해야 할 일: 아래 기록에서 "Where can the ash-covered" 부분이 있는 줄부터 "point(89, 86)" 부분이 있는 줄까지, 두 줄 모두 포함해 한 글자도 바꾸지 말고 옮겨 적으세요. 사진은 빼고 적으세요.

입력 자료:
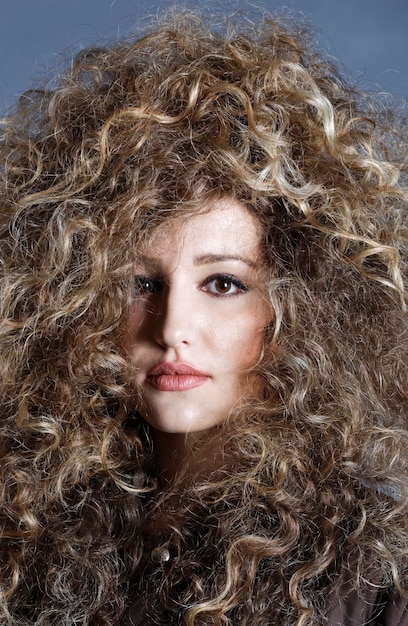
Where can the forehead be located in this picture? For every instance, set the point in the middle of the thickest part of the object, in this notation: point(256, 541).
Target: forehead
point(223, 226)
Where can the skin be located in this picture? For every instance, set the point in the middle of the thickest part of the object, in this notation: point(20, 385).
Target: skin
point(198, 301)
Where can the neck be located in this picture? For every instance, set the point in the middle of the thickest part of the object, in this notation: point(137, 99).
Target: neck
point(185, 456)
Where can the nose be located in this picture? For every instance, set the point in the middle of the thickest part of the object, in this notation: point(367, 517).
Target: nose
point(175, 320)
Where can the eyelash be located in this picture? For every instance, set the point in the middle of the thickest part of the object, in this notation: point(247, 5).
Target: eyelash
point(226, 278)
point(146, 286)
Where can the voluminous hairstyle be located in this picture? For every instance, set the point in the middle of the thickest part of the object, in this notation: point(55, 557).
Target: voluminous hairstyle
point(134, 135)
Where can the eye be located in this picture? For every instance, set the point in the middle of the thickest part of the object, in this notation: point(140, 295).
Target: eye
point(224, 285)
point(144, 286)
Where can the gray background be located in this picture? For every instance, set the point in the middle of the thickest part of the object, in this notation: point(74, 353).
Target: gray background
point(370, 37)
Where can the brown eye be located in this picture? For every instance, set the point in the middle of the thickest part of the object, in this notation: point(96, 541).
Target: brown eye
point(224, 285)
point(143, 285)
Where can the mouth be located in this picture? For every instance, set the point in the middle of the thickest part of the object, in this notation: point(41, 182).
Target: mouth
point(176, 377)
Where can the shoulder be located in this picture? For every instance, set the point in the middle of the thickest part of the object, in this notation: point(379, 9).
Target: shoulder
point(372, 608)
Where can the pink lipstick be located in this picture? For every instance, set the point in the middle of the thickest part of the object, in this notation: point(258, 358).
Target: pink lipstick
point(175, 377)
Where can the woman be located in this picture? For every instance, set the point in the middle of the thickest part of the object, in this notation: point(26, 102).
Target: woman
point(204, 414)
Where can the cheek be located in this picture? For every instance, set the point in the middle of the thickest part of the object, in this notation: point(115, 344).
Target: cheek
point(240, 340)
point(132, 331)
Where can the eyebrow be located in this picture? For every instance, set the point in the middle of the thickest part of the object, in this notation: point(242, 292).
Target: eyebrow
point(205, 259)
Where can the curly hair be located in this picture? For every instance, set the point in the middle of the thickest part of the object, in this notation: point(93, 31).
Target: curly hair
point(314, 492)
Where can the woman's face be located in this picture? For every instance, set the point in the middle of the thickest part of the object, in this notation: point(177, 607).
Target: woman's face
point(198, 318)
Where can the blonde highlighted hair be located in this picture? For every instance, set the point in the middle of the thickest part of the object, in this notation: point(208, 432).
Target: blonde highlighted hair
point(138, 133)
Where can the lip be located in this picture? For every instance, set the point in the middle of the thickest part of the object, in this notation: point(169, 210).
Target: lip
point(176, 377)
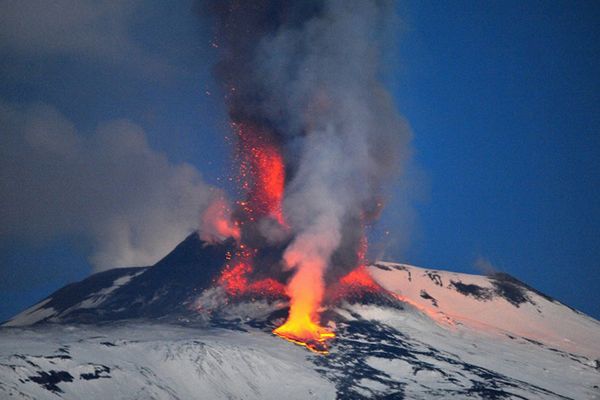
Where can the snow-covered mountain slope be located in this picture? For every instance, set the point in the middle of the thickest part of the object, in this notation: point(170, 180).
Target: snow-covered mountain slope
point(165, 332)
point(493, 304)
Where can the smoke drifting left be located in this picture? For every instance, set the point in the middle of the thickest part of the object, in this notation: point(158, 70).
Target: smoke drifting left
point(316, 136)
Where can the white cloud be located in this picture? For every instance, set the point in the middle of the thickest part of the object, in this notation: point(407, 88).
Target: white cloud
point(108, 186)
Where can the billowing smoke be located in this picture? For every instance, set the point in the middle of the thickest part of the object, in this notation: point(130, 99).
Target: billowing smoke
point(307, 74)
point(129, 202)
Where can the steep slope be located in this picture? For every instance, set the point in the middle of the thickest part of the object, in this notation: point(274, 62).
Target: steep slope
point(166, 332)
point(162, 290)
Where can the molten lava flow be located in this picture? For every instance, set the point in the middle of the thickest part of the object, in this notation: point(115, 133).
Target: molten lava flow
point(306, 290)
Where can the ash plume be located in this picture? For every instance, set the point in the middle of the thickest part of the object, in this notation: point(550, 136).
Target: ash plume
point(308, 74)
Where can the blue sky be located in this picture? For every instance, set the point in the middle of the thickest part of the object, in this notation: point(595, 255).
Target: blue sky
point(502, 98)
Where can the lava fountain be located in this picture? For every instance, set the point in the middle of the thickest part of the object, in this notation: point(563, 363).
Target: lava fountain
point(316, 136)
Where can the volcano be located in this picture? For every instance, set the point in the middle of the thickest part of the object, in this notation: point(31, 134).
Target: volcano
point(170, 331)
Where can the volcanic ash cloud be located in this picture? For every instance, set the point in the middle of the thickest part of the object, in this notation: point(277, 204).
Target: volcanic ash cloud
point(306, 75)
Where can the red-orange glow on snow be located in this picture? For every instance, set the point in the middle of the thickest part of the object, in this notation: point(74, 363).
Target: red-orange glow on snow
point(305, 290)
point(262, 174)
point(304, 331)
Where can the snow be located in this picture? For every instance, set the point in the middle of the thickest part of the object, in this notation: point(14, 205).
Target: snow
point(32, 315)
point(540, 320)
point(450, 335)
point(154, 361)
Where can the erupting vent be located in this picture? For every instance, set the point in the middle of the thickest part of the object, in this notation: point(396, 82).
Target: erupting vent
point(316, 136)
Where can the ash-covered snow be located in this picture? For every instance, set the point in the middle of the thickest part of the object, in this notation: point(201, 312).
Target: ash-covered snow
point(165, 332)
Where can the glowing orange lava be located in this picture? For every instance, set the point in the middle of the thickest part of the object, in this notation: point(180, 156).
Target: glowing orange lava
point(304, 331)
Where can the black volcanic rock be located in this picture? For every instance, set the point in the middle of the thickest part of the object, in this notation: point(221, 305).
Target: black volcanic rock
point(157, 291)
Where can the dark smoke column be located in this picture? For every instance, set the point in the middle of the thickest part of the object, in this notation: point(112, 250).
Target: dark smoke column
point(305, 75)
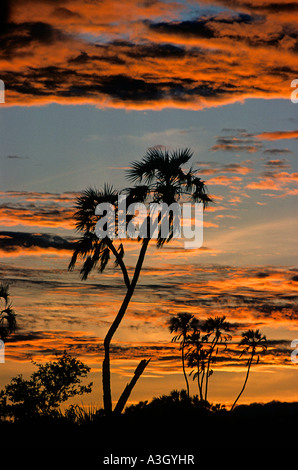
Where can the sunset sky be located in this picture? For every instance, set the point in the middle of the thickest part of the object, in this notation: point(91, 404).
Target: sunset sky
point(89, 86)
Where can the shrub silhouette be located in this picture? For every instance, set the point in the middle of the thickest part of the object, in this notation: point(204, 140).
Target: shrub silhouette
point(53, 383)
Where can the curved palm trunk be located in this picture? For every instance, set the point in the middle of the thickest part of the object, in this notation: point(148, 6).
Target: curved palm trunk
point(183, 367)
point(245, 382)
point(106, 373)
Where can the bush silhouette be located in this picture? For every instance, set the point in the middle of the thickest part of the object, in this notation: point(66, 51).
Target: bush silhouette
point(53, 383)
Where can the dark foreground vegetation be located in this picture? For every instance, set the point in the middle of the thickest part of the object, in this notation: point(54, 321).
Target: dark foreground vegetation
point(169, 424)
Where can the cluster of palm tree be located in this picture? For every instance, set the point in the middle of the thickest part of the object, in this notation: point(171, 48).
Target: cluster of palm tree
point(200, 342)
point(160, 177)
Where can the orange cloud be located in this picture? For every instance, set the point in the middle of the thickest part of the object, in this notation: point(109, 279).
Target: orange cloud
point(278, 135)
point(144, 54)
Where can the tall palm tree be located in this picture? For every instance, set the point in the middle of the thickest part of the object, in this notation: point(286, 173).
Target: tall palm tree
point(7, 315)
point(158, 177)
point(215, 326)
point(182, 324)
point(197, 356)
point(253, 341)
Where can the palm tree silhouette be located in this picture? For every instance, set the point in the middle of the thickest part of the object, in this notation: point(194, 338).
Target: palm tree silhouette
point(252, 340)
point(197, 356)
point(158, 178)
point(215, 326)
point(7, 315)
point(182, 324)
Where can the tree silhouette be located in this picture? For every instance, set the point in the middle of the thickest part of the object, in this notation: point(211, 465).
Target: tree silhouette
point(157, 178)
point(53, 383)
point(7, 315)
point(197, 357)
point(182, 324)
point(215, 326)
point(252, 340)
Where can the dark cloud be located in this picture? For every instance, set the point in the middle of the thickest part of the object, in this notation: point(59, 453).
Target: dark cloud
point(277, 164)
point(199, 28)
point(277, 151)
point(10, 241)
point(238, 140)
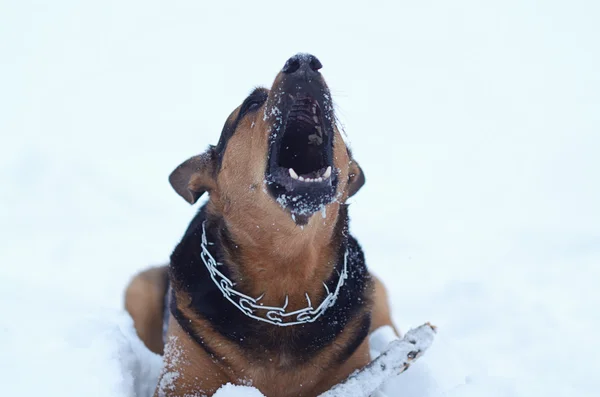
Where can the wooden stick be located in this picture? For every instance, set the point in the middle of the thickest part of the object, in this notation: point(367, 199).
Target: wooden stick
point(397, 358)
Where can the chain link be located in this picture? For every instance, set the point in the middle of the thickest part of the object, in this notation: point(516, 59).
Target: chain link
point(252, 307)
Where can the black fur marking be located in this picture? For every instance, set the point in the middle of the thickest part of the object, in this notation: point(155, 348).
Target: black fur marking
point(259, 339)
point(186, 325)
point(361, 332)
point(256, 97)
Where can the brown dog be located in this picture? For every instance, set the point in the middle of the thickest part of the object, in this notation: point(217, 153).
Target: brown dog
point(267, 287)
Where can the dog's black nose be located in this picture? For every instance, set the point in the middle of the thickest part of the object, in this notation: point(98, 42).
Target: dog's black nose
point(302, 63)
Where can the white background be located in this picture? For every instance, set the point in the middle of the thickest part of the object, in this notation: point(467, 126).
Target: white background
point(477, 125)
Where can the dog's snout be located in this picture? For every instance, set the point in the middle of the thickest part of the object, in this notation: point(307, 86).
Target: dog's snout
point(302, 63)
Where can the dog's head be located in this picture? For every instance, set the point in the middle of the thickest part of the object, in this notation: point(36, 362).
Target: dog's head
point(280, 150)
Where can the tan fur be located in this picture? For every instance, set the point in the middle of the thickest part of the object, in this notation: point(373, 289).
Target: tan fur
point(197, 372)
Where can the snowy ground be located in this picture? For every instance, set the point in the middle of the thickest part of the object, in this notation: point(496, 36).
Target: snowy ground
point(477, 127)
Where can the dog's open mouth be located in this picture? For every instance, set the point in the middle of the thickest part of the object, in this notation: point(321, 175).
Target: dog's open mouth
point(300, 171)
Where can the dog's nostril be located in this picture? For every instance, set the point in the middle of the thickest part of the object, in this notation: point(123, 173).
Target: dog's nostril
point(315, 64)
point(302, 63)
point(291, 65)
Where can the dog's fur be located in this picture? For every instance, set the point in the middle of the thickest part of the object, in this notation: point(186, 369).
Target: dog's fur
point(267, 248)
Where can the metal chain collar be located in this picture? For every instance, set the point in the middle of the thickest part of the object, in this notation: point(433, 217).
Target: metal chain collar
point(252, 308)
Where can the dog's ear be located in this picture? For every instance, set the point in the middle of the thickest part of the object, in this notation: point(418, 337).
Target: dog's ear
point(195, 176)
point(356, 178)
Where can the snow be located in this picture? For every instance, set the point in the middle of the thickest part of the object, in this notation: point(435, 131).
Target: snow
point(476, 125)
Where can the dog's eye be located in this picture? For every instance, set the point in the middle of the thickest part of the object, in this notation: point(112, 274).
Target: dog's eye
point(253, 106)
point(250, 106)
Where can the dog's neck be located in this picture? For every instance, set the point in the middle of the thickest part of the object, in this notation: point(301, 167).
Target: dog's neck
point(278, 258)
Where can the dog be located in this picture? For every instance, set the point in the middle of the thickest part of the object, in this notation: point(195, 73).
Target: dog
point(267, 287)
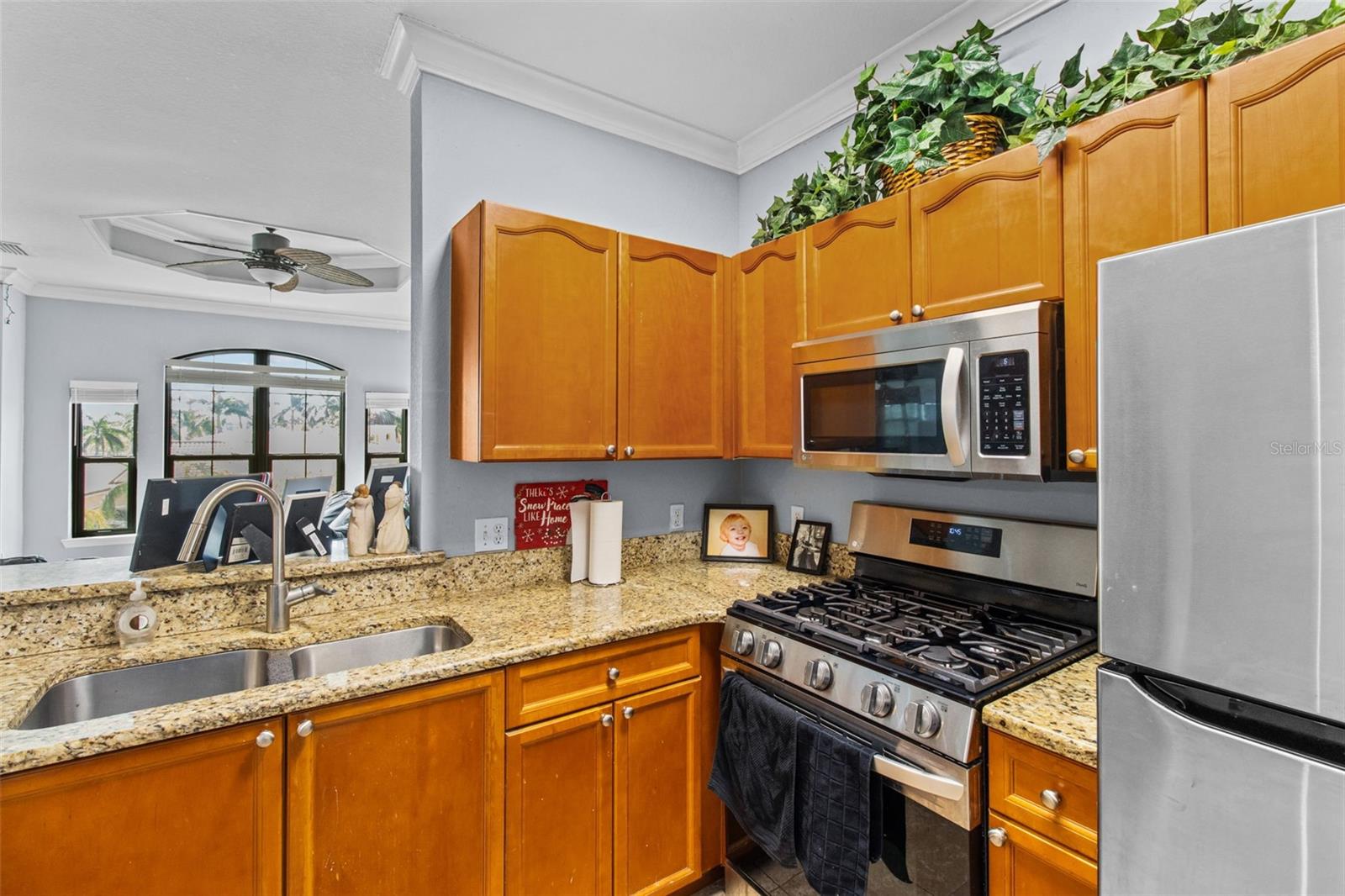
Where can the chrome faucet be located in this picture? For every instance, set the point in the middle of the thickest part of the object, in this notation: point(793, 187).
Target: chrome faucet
point(280, 596)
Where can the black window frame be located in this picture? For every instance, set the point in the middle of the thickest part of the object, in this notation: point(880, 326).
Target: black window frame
point(261, 458)
point(78, 463)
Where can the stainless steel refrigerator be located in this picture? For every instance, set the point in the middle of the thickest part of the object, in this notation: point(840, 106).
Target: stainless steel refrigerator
point(1221, 502)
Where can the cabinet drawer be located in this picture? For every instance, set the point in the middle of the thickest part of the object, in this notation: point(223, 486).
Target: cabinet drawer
point(556, 685)
point(1020, 774)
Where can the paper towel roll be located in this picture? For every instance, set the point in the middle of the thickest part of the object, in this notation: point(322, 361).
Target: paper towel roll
point(605, 542)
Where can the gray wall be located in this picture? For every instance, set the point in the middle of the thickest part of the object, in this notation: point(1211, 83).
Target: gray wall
point(470, 145)
point(87, 340)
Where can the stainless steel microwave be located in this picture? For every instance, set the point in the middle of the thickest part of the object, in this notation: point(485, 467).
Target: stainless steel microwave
point(973, 396)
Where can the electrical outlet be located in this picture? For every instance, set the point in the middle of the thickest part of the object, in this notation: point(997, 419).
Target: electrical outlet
point(493, 533)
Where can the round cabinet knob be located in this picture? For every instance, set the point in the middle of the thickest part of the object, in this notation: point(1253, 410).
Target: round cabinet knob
point(876, 698)
point(771, 654)
point(743, 642)
point(818, 674)
point(923, 719)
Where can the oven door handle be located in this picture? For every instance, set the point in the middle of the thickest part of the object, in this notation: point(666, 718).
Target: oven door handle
point(950, 405)
point(918, 777)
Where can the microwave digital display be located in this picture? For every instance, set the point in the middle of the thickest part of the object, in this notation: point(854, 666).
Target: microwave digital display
point(962, 537)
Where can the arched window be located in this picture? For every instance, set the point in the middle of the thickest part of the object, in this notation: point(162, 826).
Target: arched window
point(240, 410)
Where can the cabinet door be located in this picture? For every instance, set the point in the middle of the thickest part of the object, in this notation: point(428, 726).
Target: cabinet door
point(1133, 179)
point(672, 390)
point(548, 338)
point(558, 806)
point(858, 269)
point(1277, 134)
point(199, 814)
point(986, 235)
point(400, 793)
point(1028, 864)
point(767, 318)
point(658, 790)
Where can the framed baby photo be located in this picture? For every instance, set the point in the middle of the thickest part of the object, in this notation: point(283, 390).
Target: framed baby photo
point(809, 546)
point(737, 533)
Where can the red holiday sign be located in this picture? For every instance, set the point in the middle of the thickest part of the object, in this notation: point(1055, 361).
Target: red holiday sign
point(542, 512)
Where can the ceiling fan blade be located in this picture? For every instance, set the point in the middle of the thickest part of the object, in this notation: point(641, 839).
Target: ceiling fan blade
point(288, 286)
point(338, 275)
point(206, 261)
point(210, 245)
point(304, 256)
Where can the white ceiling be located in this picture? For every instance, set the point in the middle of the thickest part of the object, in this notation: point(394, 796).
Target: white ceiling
point(273, 112)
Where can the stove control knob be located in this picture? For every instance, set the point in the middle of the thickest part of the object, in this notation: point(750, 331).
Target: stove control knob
point(743, 642)
point(818, 674)
point(876, 698)
point(923, 719)
point(771, 654)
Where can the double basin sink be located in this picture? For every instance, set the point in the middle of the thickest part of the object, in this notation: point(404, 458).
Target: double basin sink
point(123, 690)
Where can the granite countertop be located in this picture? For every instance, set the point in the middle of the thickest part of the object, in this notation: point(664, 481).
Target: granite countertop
point(508, 626)
point(1058, 712)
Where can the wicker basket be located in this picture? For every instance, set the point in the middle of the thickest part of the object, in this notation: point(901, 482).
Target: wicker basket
point(988, 139)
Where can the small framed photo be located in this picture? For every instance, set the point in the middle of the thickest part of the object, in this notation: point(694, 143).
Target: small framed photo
point(737, 533)
point(809, 549)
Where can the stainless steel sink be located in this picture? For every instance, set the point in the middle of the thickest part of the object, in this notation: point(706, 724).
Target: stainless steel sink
point(123, 690)
point(370, 650)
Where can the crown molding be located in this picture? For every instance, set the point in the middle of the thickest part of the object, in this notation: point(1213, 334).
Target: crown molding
point(205, 306)
point(416, 47)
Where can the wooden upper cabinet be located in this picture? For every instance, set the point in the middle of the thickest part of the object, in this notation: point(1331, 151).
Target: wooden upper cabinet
point(858, 269)
point(558, 806)
point(199, 814)
point(986, 235)
point(658, 790)
point(1133, 179)
point(672, 351)
point(401, 793)
point(767, 322)
point(533, 336)
point(1277, 134)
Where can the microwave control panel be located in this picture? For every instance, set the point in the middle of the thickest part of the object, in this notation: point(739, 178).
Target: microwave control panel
point(1004, 403)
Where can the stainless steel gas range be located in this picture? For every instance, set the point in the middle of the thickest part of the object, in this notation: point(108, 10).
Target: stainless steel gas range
point(945, 614)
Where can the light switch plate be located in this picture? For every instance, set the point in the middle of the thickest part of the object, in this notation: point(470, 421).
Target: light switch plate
point(493, 533)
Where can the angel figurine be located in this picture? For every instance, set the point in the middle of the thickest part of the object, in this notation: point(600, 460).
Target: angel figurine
point(392, 530)
point(360, 535)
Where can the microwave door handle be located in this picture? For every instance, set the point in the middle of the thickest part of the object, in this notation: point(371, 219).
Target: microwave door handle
point(950, 401)
point(918, 777)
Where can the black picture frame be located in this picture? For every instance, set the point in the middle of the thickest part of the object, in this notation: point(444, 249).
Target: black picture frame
point(713, 546)
point(814, 556)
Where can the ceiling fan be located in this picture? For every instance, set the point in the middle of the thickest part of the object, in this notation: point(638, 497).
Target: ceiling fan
point(272, 261)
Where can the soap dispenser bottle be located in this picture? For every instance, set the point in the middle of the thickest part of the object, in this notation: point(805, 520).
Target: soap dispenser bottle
point(138, 620)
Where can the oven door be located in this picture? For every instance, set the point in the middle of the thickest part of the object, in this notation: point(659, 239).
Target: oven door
point(941, 804)
point(892, 412)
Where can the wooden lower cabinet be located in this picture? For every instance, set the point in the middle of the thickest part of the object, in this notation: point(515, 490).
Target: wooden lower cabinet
point(199, 814)
point(401, 793)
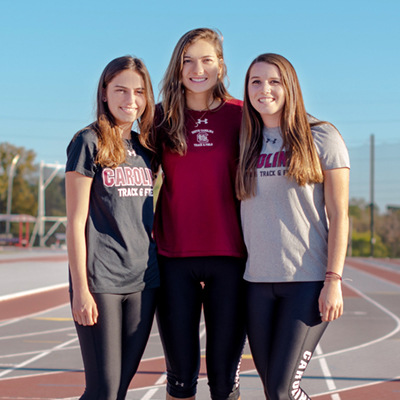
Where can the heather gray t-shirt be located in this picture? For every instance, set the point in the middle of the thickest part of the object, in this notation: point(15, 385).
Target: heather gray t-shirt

작업 결과:
Where can the ash-covered snow be located in this picture? For every instance, set the point in the middle of the thickest part of the object, in this notation: point(201, 312).
Target: ash-covered snow
point(165, 332)
Where can the glowing orange lava be located in this picture? For every instance, set the point in the middle of the thickest part of the object, in this notation: point(180, 156).
Target: glowing orange lava
point(304, 331)
Where can the black volcanic rock be located in this picture? For every instance, set the point in the middle of the thickest part of the object, in this notation: point(221, 305).
Target: black volcanic rock
point(157, 291)
Where can the dark smoke column be located in this picture? For every instance, set the point in the middle of the thickest part of the object, in this notation: point(112, 250).
Target: dark smoke column
point(305, 75)
Where can the sunset sky be located in this picture? For every instance, set the point in the middle of the thickest part of the object, in this notation: point(91, 404).
Target: sunset sky
point(89, 86)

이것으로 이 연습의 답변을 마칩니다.